● WHAT TO PRODUCE
Copy the records from the start through the line with "187), (375, 170)]]", both ends included, and leave the pictures out of your answer.
-- begin --
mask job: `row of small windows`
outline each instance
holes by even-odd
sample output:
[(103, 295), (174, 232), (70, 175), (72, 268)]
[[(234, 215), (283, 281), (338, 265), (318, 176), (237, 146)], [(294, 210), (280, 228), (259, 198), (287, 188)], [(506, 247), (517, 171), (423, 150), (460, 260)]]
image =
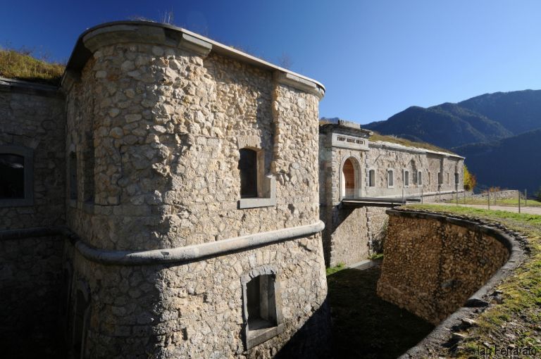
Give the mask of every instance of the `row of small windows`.
[[(449, 174), (447, 173), (447, 184), (450, 184)], [(438, 183), (440, 184), (443, 184), (443, 178), (441, 172), (438, 172), (437, 178), (438, 178)], [(455, 173), (454, 183), (458, 184), (459, 181), (460, 181), (460, 177), (459, 176), (459, 174)], [(409, 186), (409, 171), (407, 170), (405, 170), (404, 171), (403, 182), (404, 182), (404, 185), (405, 187)], [(416, 172), (416, 173), (413, 172), (413, 182), (418, 186), (423, 185), (423, 172), (421, 171), (418, 171)], [(428, 184), (430, 184), (430, 172), (428, 172)], [(387, 170), (387, 185), (389, 187), (392, 187), (394, 186), (394, 170)], [(370, 170), (368, 171), (368, 187), (375, 187), (375, 170)]]

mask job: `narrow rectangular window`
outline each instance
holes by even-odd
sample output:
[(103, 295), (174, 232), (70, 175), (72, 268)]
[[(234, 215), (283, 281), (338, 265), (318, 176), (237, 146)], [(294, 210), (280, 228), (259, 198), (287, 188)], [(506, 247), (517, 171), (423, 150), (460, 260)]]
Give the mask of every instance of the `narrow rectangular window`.
[(0, 199), (24, 198), (24, 156), (0, 153)]
[(70, 153), (70, 199), (77, 200), (77, 155)]
[(240, 153), (240, 197), (257, 197), (257, 152), (242, 149)]
[(276, 303), (272, 275), (256, 277), (247, 284), (248, 329), (276, 326)]

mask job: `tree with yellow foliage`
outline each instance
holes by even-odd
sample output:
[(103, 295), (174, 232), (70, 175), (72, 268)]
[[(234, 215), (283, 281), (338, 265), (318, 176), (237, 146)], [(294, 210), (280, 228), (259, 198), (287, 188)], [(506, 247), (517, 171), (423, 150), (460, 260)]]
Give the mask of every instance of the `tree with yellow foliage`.
[(477, 184), (477, 179), (475, 175), (472, 175), (468, 168), (464, 165), (464, 189), (466, 191), (473, 191)]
-- end --
● RESULT FOR THIS EXERCISE
mask job: `row of small windows`
outline each instance
holes by even-odd
sample output:
[(103, 295), (174, 232), (70, 175), (72, 268)]
[[(234, 215), (283, 281), (338, 265), (318, 176), (237, 146)], [(294, 210), (280, 228), (259, 198), (287, 188)], [(506, 247), (517, 171), (423, 150), (460, 260)]]
image =
Give the mask of every instance of the `row of small windows`.
[[(449, 174), (447, 173), (447, 184), (450, 184)], [(438, 183), (440, 184), (443, 184), (443, 178), (441, 172), (438, 172), (437, 178), (438, 178)], [(455, 173), (454, 183), (458, 184), (459, 181), (460, 181), (460, 177), (459, 176), (459, 174)], [(409, 186), (409, 171), (407, 170), (405, 170), (404, 171), (403, 182), (404, 182), (404, 185), (405, 187)], [(416, 172), (416, 173), (413, 172), (413, 182), (418, 186), (423, 185), (423, 172), (421, 171), (418, 171)], [(428, 184), (430, 184), (430, 172), (428, 172)], [(387, 170), (387, 185), (389, 187), (392, 187), (394, 186), (394, 170)], [(370, 170), (368, 171), (368, 187), (375, 187), (375, 170)]]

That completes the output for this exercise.